GIVEN PROBLEM: Copy the lines below verbatim, beginning with the line that includes "Task: give one point on each instance of the car's" and continuing to the end; leave out everything before it.
━━━━━━━━
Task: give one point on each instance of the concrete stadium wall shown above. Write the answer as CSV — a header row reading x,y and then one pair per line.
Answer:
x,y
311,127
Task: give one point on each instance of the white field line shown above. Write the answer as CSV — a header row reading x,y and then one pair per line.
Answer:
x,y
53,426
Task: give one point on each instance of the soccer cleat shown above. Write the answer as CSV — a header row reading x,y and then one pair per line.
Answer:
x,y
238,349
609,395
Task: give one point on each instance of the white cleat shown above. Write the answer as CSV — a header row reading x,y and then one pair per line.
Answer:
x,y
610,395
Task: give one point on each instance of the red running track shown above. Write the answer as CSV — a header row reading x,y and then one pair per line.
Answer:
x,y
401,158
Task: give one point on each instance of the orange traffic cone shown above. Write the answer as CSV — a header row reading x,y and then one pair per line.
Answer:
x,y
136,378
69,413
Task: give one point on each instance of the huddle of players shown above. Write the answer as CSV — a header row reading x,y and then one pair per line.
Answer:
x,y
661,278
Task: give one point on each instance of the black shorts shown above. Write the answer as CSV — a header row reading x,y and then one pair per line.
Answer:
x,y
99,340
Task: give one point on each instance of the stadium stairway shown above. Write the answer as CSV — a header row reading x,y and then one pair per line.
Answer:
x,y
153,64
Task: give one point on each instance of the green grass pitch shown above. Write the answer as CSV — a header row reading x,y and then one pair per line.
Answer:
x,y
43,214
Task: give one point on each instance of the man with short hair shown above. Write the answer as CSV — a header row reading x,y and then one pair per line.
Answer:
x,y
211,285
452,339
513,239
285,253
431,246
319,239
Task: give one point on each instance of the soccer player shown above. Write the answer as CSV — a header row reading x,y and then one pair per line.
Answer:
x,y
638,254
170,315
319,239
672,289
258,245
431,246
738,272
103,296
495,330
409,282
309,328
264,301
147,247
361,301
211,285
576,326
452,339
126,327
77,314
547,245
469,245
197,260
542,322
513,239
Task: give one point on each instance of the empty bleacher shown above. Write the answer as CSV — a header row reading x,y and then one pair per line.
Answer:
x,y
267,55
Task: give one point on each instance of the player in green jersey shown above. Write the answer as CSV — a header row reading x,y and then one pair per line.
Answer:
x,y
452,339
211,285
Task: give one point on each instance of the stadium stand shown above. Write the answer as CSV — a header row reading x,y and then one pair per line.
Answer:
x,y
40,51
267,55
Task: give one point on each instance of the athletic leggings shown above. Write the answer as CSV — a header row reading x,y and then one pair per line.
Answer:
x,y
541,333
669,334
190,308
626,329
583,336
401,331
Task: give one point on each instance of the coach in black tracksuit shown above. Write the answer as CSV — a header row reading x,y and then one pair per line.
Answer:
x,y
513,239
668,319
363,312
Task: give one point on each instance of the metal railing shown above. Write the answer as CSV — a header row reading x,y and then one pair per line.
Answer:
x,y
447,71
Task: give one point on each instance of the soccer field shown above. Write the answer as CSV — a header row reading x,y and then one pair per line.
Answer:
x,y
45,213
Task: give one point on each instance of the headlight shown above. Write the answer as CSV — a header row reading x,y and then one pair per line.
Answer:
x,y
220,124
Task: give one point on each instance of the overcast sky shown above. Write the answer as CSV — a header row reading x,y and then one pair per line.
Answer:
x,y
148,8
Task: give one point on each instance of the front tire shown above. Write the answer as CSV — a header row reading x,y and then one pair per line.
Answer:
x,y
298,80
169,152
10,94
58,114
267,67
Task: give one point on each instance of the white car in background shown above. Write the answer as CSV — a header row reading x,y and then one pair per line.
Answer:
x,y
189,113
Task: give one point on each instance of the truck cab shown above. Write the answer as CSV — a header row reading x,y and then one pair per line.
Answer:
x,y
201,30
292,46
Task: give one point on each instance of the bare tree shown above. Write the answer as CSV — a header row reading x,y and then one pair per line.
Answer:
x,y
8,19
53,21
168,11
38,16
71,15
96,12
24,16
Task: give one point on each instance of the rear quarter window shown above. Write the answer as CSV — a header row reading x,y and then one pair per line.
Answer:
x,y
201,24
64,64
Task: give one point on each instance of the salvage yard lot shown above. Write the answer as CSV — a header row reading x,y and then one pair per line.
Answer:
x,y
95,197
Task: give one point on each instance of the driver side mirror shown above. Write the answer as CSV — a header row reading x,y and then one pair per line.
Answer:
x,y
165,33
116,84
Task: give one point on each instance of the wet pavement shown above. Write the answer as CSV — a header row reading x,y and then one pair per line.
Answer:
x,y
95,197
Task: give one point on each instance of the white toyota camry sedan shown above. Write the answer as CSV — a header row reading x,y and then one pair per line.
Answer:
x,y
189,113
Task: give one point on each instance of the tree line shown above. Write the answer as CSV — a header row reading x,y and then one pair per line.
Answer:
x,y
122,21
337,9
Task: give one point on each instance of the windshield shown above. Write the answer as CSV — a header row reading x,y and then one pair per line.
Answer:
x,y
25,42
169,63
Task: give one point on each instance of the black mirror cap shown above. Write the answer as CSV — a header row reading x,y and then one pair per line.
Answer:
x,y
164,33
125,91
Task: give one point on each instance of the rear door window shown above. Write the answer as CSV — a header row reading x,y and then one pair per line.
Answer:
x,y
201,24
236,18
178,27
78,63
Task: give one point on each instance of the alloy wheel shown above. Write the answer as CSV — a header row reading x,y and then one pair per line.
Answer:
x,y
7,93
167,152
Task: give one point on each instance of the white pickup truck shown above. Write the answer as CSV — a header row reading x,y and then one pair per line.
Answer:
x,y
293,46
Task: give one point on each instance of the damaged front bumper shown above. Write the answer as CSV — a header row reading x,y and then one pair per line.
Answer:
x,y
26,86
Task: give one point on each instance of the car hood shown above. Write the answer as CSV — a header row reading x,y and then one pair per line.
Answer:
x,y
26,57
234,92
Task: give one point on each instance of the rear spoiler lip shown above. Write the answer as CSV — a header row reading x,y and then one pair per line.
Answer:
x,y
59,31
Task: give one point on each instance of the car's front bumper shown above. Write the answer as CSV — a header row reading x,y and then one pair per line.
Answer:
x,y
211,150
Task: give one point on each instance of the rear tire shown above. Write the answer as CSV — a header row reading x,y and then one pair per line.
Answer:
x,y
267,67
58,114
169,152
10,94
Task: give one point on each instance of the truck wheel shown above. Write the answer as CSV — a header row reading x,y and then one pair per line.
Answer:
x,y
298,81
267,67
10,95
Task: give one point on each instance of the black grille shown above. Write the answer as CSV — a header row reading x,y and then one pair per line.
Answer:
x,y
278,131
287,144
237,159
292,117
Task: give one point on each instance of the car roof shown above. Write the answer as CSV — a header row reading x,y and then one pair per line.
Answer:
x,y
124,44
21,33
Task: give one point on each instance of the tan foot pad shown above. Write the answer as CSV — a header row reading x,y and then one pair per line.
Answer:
━━━━━━━━
TASK OUTPUT:
Task: give one point on each instance of the car's front bumper shown above. Write the answer as CSV — a header row reading x,y and then one pair per line.
Answer:
x,y
211,150
Task: give one point on each instance of the rear tire shown above. Write the answer as CSV — a header row reading x,y and then one pair per line.
Answer:
x,y
267,67
58,114
169,152
10,94
Task: give one point on each instance of the truck wheel shown above. Write the answer as CSV — a header row reading x,y and then one pair per line.
Answer:
x,y
298,81
267,67
10,95
Task: give one point on each instance of the black grille shown above. Write the answer as CSV — a header row reading x,y and then one pair per line.
Answer:
x,y
278,131
287,144
237,159
292,117
Task: give one point on each instance of the car roof shown above. Write the answer as CSV — a header row reading x,y and then one pair per line.
Answer:
x,y
124,44
21,33
Task: give one point on each instance of the tan foot pad shown above. Write the answer as CSV — a header row reading x,y and then one pair per line.
Answer:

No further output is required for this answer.